**INSTRUCTION 1:**
Extract each line from the rows below that contains the string "electrical", and copy it unchanged.

**EXCERPTED TEXT:**
==============================

Little Masters

I knew no writers when I was a kid, and because my father failed in the arts (he had been a back-up singer for Nat King Cole.  I was actually in the recording booth when he recorded back-up for “Ramblin’ Rose”), my mother discouraged me from trying to be a writer.

 

As a result, my early efforts were filled with doubt and fear: if there was no way to reach my goals, why bother?  But by struggling and modeling, I managed to scratch a career together, and while there have OF COURSE been pains, by studying books like “Think And Grow Rich” I was able to contextualize: failure and strife are just a natural part of the process, and those who cannot plan, model, keep their focus, learn from failure, keep motivated through the fear, market efficiently and effectively and not take rejection personally will have less success, and less joy, than those who can.

 

After many years (and studying Heinlein and Bradbury and Butler’s rules of managing a career), as well as works like A Book Of Five Rings and The Art of War  I evolved my own Six Principles:

  1. Write a sentence a day
  2. Write 1-4 stories a month
  3. Finish and submit the stories
  4. Don’t rewrite except to editorial request
  5. Read 10X what you write (a story a day)

==============================

**RECORDS SHOWN:**
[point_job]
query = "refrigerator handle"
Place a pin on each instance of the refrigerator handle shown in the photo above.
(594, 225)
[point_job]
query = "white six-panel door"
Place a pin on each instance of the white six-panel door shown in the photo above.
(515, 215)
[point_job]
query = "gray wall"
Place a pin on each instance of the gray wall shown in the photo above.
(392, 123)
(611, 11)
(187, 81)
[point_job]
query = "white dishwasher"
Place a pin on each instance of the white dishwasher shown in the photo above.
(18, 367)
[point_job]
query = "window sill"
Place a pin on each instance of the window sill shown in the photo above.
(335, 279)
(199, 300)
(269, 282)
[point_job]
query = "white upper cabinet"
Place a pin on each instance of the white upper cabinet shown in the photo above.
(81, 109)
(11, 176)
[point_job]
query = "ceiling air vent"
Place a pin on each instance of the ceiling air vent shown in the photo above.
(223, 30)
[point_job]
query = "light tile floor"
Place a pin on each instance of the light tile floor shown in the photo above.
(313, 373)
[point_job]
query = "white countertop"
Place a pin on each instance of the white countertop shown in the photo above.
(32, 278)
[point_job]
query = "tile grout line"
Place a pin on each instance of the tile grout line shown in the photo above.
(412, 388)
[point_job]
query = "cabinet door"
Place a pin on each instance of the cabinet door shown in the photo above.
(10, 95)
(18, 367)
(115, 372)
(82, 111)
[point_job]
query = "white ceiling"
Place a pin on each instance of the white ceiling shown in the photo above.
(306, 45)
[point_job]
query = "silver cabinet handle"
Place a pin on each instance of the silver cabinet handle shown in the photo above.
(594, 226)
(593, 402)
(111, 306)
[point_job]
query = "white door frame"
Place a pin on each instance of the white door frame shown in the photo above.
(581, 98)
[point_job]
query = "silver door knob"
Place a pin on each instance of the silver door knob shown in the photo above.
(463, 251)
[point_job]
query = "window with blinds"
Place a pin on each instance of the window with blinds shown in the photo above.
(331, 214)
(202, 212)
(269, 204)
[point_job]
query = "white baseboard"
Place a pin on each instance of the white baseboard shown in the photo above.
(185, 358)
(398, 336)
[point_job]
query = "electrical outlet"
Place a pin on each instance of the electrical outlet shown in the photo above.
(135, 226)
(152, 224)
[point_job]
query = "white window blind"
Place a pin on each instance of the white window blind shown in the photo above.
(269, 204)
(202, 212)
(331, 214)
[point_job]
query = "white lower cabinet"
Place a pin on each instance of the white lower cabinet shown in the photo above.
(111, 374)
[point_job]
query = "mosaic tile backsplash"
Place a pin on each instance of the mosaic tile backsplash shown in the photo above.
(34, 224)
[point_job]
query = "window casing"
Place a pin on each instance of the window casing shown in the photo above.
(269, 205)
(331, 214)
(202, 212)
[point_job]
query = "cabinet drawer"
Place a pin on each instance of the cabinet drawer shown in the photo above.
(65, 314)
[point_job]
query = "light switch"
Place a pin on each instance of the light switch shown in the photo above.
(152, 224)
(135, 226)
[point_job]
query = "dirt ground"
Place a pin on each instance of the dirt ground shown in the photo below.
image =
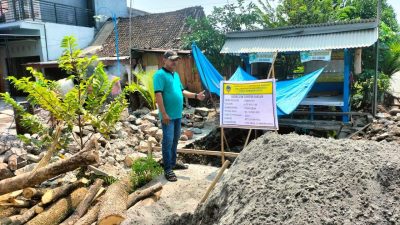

==============================

**INSTRUCTION 2:**
Output everything in the essay above from "As a result, my" down to "those who can.", copying the wording precisely.

**WORKED SOLUTION 1:**
query = "electrical outlet"
Place a pin on each instance of the electrical outlet shown in the photo above.

**WORKED SOLUTION 2:**
As a result, my early efforts were filled with doubt and fear: if there was no way to reach my goals, why bother?  But by struggling and modeling, I managed to scratch a career together, and while there have OF COURSE been pains, by studying books like “Think And Grow Rich” I was able to contextualize: failure and strife are just a natural part of the process, and those who cannot plan, model, keep their focus, learn from failure, keep motivated through the fear, market efficiently and effectively and not take rejection personally will have less success, and less joy, than those who can.